(Data extracted from a collection)

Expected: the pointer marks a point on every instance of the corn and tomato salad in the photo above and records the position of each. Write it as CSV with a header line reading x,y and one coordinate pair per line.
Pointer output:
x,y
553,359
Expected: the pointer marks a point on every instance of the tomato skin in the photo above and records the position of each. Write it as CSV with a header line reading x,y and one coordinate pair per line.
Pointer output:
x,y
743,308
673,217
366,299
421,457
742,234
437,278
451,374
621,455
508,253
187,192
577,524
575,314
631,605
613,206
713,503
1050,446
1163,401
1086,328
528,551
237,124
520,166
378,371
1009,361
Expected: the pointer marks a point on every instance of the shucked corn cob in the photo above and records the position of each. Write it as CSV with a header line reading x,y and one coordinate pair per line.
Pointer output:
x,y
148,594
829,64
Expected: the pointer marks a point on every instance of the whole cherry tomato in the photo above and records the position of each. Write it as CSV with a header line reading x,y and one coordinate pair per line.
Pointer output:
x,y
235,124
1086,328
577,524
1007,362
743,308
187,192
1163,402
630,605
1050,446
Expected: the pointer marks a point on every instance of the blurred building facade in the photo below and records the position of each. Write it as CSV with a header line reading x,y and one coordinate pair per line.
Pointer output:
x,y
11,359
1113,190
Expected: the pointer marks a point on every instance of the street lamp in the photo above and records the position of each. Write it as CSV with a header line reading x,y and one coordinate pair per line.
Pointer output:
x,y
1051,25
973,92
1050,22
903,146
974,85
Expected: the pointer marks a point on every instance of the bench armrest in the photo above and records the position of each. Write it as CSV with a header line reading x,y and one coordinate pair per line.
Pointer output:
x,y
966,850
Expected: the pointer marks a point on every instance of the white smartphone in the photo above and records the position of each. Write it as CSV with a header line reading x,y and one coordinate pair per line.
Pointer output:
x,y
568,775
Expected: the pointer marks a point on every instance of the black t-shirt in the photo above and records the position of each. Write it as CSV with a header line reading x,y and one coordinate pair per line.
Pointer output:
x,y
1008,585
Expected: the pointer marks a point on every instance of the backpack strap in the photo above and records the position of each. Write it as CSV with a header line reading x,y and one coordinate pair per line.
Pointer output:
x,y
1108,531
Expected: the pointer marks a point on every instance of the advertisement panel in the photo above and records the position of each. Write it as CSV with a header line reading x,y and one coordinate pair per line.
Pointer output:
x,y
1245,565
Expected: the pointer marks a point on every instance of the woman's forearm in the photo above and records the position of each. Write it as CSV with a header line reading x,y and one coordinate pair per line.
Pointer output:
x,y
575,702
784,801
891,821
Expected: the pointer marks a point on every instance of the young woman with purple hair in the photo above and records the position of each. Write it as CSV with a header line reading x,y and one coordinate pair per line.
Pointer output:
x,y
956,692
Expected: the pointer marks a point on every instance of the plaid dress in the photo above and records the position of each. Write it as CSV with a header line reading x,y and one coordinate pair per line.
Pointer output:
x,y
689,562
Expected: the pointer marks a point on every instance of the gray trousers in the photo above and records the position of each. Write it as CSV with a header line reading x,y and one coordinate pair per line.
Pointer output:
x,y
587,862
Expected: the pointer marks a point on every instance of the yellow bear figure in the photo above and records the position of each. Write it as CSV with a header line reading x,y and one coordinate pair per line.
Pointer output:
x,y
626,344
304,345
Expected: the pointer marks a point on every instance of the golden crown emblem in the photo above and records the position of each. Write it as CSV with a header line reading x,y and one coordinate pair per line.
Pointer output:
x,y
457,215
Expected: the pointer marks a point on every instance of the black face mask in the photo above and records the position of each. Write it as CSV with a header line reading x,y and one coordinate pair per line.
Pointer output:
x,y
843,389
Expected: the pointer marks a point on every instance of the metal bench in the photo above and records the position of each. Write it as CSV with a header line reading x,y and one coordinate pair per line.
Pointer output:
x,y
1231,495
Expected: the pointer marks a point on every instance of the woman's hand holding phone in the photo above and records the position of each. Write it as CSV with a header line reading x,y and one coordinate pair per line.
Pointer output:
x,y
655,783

→ CHALLENGE: Retype all the records, matching them exactly.

→ WRITTEN REPLY:
Expected: the pointer marks a point on every instance of the corn and tomato salad in the photo above and records the position of each. Write it as CSV with a header line reading x,y and one coordinate pair per line.
Pointer output:
x,y
553,359
Expected: the pointer marks a point on every instance of the tomato skin in the photo above and records the position of each. Write it as CSV with a header line reading x,y and one coordinate pair per line.
Pointer output:
x,y
743,308
673,217
366,299
421,457
742,234
437,278
451,374
621,455
508,253
187,192
577,524
575,314
631,605
613,206
713,503
1050,446
1163,401
1086,328
528,551
237,124
520,166
378,371
1009,361
Expected: the pointer marks a point on every instance of the shucked corn cob in the photo above and records the position of each. Write it as CSV with a header line reading x,y and one coordinate pair per line.
Pointer output:
x,y
148,594
829,64
Expected: the pointer marks a point on every instance of the whole cherry tomato in the photo above and records the position of each. Write it as CSV with a header line reading x,y and one coordinate pair per line.
Pointer output:
x,y
235,124
1086,328
577,524
1007,362
743,308
187,192
1163,402
630,605
1050,446
Expected: the pointer marks a point on every instance of the blurred building facade in the photo below and records the position of each. Write it as CSV with a header line reading x,y and one coordinate pair per line.
Pointer output:
x,y
11,359
1113,190
Expected: the pointer marks a point on every instance of the street lamp in the photo above and records the position of each. Write it as CSV with a header line reading x,y and one coordinate pair per line.
Pointer output:
x,y
1051,25
973,92
1050,22
903,146
974,85
Expected: the pointer marks a point on every instance of the bench armrest in the photo above and records the position of each. Write it as CSV with a header line reading x,y and one coordinate pair per line.
Pointer output:
x,y
966,850
Expected: the pointer marks a point on every instance of the white smartphone in the photo above and records the position of each. Write it as CSV with a header line reading x,y and one coordinate pair per line.
Pointer output:
x,y
568,775
Expected: the pointer marks a point on every instance of the black t-shirt in the photo above and records the position of each. Write it as CSV with a header line reading x,y and one coordinate pair per line.
Pointer output:
x,y
1008,585
Expected: the pointer marks a point on every instance of the backpack strap in the photo above and records the position of each. Write it as CSV with a header line reading x,y and one coordinate pair per line.
Pointer output:
x,y
1108,531
Expected: the pointer marks a point on every instance of the advertisement panel in the photo above and records the position of each. Write it as CSV with a header line reading x,y and one coordinate pair per line.
Pointer output:
x,y
1245,565
Expected: the pointer marks a point on every instance of the woman's forearm in the photo above and records the position of each. Write it as CSV with a header line reading x,y and one coordinate pair per line.
Pointer output:
x,y
575,702
784,801
891,821
Expected: the pointer marks a point on every instance of the young woman with purple hair in the photo above and records the position of each. Write it as CSV with a header line reading x,y and one coordinate pair per line.
Pointer output:
x,y
956,692
Expected: the pointer marks a point on every instance of the plaid dress in the photo above and records the position of each. Write it as CSV with a header line reading x,y and one coordinate pair per line.
Pointer output:
x,y
689,562
Expected: the pointer marks a point on every instance of the gray trousers in the photo above and records the position of each. Write it as CSV with a header line reading x,y and one coordinate pair per line.
Pointer output:
x,y
587,862
Expected: the pointer marks a point on every instance of the yellow bear figure in the photo above and records the position of each. Write it as CSV with a header line reading x,y and one coordinate pair per line.
Pointer output:
x,y
626,344
304,345
Expected: the pointer marks a point on every instance of the golden crown emblem in the photo above and records the position of each. Write it as CSV with a header line reading x,y and one coordinate pair per line.
Pointer output:
x,y
457,215
Expected: the pointer marks a point on every instance of the black face mask in the photo above and records the position of each. Write it as CSV with a header line reading x,y and one coordinate pair per line.
Pointer output:
x,y
843,389
Expected: the pointer marks a point on every instance of the metal bench in the photo above and records the position of each. Write it as CSV with a header line reading x,y and one coordinate pair per line.
Pointer output:
x,y
1231,495
Expected: the pointer marks a point on every instance of the woman's hand holding phone in the photo above and records the position of each. Write it as CSV with a header line reading x,y and one coordinate pair per line.
Pointer output:
x,y
655,783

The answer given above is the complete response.